***** Material supplied
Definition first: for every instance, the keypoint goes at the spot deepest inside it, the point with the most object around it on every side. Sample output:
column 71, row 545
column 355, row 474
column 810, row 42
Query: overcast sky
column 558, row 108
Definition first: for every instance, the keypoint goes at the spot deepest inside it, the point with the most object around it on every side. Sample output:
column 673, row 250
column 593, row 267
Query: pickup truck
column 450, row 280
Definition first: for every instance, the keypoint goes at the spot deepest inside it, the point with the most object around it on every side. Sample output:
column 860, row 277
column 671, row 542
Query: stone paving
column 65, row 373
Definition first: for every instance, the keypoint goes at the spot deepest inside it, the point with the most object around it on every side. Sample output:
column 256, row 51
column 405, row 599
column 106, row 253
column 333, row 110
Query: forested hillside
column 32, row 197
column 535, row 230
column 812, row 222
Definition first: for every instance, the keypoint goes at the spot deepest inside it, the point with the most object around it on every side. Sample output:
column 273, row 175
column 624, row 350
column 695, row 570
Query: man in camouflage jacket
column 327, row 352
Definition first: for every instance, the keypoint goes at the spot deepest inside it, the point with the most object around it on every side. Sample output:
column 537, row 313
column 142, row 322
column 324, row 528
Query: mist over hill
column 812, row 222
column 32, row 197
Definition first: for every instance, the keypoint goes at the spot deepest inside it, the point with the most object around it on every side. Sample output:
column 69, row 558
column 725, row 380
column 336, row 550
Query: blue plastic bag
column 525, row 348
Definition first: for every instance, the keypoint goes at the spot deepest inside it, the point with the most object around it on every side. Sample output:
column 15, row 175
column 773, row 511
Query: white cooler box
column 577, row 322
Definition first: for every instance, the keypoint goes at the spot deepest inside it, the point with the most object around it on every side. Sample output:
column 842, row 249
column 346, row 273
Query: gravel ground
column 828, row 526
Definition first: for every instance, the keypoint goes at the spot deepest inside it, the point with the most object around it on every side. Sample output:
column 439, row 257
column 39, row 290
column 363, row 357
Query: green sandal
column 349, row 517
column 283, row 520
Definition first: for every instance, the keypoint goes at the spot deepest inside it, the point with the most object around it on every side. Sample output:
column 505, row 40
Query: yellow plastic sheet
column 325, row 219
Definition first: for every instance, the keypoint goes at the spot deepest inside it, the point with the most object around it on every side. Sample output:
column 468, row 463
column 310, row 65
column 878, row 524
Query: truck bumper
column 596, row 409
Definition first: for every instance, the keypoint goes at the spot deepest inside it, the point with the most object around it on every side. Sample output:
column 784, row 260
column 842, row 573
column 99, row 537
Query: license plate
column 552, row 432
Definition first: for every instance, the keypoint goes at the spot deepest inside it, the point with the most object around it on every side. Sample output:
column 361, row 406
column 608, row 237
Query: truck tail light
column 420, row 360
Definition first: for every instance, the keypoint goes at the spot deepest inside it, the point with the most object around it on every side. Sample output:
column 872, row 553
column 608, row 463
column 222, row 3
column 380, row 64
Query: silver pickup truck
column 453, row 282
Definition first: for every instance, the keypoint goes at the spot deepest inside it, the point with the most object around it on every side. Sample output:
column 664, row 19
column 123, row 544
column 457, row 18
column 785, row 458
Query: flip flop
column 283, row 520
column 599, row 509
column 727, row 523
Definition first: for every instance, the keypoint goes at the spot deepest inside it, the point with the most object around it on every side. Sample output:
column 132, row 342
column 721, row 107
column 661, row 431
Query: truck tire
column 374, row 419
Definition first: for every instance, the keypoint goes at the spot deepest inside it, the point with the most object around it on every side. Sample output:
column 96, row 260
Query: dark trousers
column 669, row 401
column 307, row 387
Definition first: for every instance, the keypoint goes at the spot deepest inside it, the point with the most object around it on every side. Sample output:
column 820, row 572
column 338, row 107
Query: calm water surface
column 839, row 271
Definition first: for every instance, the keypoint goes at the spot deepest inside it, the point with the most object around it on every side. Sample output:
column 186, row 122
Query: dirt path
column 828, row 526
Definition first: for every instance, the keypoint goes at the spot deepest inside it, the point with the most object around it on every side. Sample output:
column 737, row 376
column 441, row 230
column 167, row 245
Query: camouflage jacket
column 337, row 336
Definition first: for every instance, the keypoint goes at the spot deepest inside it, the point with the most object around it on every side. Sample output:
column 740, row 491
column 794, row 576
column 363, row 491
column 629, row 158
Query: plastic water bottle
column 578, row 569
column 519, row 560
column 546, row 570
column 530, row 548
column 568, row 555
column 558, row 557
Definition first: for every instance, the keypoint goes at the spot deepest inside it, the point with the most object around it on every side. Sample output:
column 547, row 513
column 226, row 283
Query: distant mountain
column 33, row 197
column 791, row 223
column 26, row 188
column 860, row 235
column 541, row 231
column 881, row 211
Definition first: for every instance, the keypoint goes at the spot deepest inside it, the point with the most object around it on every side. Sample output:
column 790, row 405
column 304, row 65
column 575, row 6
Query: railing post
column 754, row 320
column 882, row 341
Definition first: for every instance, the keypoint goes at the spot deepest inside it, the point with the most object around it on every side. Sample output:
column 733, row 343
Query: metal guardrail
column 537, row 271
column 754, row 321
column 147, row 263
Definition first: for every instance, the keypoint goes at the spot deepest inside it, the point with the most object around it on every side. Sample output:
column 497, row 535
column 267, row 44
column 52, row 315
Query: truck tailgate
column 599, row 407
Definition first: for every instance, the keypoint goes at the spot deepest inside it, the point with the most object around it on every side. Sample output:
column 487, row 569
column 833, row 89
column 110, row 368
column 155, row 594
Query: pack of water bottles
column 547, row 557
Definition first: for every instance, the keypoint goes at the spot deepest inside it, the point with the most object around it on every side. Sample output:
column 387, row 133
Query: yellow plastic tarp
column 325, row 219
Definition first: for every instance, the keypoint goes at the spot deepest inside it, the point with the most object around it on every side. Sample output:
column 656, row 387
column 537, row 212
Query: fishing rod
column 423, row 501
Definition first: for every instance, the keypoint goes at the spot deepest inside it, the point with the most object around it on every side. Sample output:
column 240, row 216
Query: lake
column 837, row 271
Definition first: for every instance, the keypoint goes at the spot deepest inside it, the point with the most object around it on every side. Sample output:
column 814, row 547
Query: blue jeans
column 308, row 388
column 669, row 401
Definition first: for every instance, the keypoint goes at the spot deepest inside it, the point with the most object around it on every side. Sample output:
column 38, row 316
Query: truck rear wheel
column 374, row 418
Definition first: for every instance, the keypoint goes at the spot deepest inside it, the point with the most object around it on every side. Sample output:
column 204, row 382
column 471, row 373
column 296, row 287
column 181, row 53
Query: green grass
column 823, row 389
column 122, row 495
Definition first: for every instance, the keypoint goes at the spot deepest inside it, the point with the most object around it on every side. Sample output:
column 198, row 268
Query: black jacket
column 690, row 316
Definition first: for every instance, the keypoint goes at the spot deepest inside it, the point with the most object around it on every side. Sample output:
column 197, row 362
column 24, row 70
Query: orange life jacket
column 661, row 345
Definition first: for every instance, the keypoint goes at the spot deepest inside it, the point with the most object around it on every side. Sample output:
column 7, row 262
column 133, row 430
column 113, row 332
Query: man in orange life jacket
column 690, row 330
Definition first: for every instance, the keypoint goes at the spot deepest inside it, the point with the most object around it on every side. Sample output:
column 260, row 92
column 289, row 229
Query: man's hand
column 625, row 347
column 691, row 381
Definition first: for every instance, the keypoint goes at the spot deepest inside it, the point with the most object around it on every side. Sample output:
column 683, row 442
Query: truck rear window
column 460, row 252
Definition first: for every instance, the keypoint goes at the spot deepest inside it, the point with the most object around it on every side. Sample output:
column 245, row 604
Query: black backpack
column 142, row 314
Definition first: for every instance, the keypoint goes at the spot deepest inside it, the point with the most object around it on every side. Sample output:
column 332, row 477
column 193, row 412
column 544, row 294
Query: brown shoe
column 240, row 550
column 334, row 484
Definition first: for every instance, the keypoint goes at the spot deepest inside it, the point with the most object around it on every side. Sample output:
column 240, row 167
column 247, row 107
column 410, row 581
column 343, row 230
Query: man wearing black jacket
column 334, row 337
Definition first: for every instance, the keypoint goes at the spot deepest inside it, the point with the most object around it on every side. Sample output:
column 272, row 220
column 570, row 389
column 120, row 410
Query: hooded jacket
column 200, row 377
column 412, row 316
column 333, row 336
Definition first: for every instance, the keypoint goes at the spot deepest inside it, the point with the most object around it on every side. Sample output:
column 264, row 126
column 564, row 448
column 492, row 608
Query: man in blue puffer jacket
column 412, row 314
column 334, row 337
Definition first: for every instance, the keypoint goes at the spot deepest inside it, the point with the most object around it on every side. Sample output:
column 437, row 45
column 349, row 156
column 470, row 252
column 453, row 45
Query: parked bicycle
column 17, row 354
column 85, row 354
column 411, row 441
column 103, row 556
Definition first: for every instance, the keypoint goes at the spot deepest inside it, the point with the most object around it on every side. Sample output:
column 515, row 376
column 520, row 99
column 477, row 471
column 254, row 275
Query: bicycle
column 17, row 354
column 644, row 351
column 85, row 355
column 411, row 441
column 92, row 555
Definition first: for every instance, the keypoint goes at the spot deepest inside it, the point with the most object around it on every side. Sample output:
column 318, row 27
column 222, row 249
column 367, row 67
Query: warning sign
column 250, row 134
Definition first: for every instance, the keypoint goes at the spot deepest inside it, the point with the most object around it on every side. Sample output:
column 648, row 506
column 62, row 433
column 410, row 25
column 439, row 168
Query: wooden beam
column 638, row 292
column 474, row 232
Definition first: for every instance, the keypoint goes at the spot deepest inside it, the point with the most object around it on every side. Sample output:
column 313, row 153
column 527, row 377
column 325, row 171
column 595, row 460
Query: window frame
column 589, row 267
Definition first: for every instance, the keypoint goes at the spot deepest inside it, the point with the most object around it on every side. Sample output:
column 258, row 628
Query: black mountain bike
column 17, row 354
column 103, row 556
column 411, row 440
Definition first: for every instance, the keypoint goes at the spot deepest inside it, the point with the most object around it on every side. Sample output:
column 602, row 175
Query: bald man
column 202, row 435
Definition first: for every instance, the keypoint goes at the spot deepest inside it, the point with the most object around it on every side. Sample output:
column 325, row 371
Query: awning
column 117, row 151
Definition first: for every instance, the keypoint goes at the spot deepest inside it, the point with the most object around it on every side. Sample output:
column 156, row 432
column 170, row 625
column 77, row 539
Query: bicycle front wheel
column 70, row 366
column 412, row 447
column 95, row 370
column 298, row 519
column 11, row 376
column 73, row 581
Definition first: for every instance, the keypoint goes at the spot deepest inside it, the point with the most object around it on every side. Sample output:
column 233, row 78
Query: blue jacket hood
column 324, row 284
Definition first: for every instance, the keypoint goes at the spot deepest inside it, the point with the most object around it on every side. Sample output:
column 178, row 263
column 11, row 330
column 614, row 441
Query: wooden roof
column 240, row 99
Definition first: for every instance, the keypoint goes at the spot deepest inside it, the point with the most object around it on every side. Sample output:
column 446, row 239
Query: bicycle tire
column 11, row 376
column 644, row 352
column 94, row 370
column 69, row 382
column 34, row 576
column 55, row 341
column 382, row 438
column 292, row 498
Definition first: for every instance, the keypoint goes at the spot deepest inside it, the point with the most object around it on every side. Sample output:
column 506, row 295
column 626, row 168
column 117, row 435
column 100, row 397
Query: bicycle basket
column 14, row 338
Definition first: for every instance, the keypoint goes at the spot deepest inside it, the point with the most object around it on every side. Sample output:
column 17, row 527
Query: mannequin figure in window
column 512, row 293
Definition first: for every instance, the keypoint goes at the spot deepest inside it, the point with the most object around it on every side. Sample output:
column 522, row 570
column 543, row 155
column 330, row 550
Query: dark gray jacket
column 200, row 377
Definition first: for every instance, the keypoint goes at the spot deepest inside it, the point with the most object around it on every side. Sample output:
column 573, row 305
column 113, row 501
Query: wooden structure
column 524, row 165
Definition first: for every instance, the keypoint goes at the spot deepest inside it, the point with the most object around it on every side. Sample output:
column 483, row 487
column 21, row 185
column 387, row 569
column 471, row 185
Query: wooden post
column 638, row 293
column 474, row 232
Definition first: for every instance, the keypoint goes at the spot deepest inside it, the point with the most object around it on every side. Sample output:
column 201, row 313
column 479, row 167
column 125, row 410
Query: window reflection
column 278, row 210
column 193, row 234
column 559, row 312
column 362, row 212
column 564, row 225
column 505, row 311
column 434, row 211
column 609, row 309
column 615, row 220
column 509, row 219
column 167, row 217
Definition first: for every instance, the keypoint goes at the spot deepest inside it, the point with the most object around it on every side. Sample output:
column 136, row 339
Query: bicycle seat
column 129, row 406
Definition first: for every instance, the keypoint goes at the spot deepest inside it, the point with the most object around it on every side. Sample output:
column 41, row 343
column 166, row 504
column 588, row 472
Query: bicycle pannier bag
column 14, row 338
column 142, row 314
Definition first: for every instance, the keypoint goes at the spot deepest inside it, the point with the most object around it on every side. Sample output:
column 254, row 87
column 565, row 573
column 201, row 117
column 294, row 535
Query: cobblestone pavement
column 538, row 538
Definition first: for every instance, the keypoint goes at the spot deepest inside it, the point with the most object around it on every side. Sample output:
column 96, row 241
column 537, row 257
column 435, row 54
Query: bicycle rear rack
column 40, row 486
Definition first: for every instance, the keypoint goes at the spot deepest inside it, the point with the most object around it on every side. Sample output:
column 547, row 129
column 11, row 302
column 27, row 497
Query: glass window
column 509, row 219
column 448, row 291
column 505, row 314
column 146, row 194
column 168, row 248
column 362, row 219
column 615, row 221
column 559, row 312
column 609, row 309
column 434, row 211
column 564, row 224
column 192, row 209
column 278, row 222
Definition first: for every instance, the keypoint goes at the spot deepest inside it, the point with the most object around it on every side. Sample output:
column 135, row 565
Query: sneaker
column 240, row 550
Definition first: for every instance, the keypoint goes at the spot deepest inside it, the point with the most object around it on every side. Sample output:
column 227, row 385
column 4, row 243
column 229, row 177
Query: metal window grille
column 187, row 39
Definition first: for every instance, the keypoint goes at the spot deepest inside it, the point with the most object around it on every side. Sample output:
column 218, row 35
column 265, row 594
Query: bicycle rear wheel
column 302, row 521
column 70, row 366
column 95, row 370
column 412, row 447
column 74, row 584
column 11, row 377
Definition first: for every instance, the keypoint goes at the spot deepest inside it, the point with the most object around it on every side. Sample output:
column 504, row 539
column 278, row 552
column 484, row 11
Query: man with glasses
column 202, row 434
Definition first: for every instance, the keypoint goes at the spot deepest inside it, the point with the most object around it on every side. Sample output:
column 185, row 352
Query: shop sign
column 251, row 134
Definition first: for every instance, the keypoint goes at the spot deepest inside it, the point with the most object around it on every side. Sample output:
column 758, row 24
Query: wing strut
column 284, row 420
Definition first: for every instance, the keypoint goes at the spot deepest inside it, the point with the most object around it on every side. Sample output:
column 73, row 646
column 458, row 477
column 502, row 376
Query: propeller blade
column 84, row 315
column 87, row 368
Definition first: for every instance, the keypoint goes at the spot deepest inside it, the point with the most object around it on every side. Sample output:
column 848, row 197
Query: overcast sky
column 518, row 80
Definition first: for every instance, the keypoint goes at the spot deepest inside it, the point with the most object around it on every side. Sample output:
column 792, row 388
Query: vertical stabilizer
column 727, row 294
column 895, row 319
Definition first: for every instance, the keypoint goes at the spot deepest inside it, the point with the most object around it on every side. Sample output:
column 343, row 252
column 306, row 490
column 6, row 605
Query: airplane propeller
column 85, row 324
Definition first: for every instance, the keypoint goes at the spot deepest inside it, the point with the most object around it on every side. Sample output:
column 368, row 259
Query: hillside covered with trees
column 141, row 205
**********
Exercise details
Can you reproduce, word for word, the stretch of rows from the very beginning through the line containing "column 577, row 322", with both ends included?

Task solution
Definition first: for every instance, the keypoint goes at the spot deepest inside it, the point with the most object around it on every side. Sample output:
column 71, row 545
column 355, row 474
column 810, row 42
Query: overcast sky
column 558, row 108
Definition first: for every instance, the keypoint goes at the spot deepest inside it, the point with the most object around it on every side. Sample output:
column 673, row 250
column 593, row 267
Query: pickup truck
column 450, row 280
Definition first: for every instance, the keypoint goes at the spot deepest inside it, the point with the most object around it on every side. Sample output:
column 860, row 277
column 671, row 542
Query: stone paving
column 65, row 373
Definition first: for every instance, the keypoint goes at the spot deepest inside it, the point with the most object around it on every side. Sample output:
column 256, row 51
column 405, row 599
column 106, row 253
column 333, row 110
Query: forested hillside
column 32, row 197
column 535, row 230
column 812, row 222
Definition first: for every instance, the keypoint goes at the spot deepest inside it, the point with the most object around it on every side. Sample output:
column 273, row 175
column 624, row 350
column 695, row 570
Query: man in camouflage jacket
column 327, row 352
Definition first: for every instance, the keypoint goes at the spot deepest inside it, the point with the most object around it on every side. Sample output:
column 537, row 313
column 142, row 322
column 324, row 528
Query: mist over hill
column 812, row 222
column 32, row 197
Definition first: for every instance, the keypoint goes at the spot deepest inside it, the point with the most object around it on every side. Sample output:
column 69, row 558
column 725, row 380
column 336, row 550
Query: blue plastic bag
column 525, row 348
Definition first: for every instance, the keypoint goes at the spot deepest inside it, the point with the most object around it on every side. Sample output:
column 15, row 175
column 773, row 511
Query: white cooler box
column 577, row 322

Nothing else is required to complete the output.